_TRY IT_. Pictures are not part of the copy; reproduce the remaining data exactly.

################

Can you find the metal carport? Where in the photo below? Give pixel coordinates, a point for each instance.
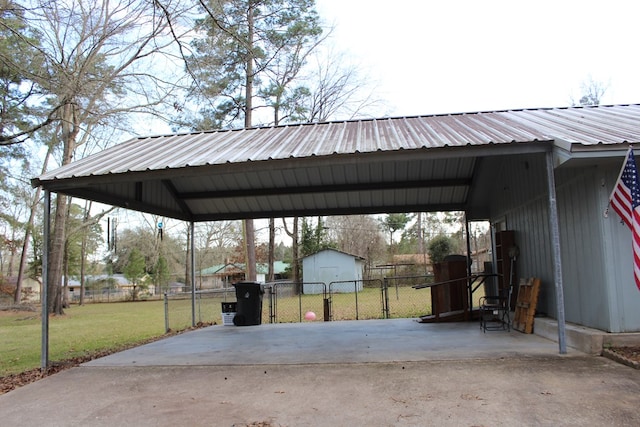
(406, 164)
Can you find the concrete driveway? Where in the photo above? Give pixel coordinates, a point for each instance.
(373, 373)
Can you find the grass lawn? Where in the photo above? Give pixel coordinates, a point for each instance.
(95, 328)
(81, 331)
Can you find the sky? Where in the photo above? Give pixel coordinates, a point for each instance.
(447, 56)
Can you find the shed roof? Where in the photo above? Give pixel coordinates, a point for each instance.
(403, 164)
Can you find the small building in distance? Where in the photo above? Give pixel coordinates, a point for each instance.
(332, 266)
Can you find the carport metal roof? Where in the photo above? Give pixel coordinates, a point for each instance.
(422, 163)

################

_ANSWER SPACE_.
Can you find the metal carport? Where in the photo below? Give pixel coordinates, a point for each instance.
(406, 164)
Can you find the concrete driveway? Where in the photo above? Give pixel coordinates, a point for each instance.
(373, 373)
Can you find the grass lawn? Where in the photo above? Give pixel coordinates, a point for each instance.
(95, 328)
(81, 331)
Can you find the sky? Where in the photo above? Give pixel coordinates, a point for each instance.
(447, 56)
Can you find the shed roof? Where in the photo above? Give pixel coordinates, a point for each instance.
(403, 164)
Can you find the small building in distance? Where in the photo above? Give pixel coordinates, a point for each instance.
(332, 266)
Can you find the carport metal roof? Where in the photo above? Give pixel coordinates, a point for each instance.
(422, 163)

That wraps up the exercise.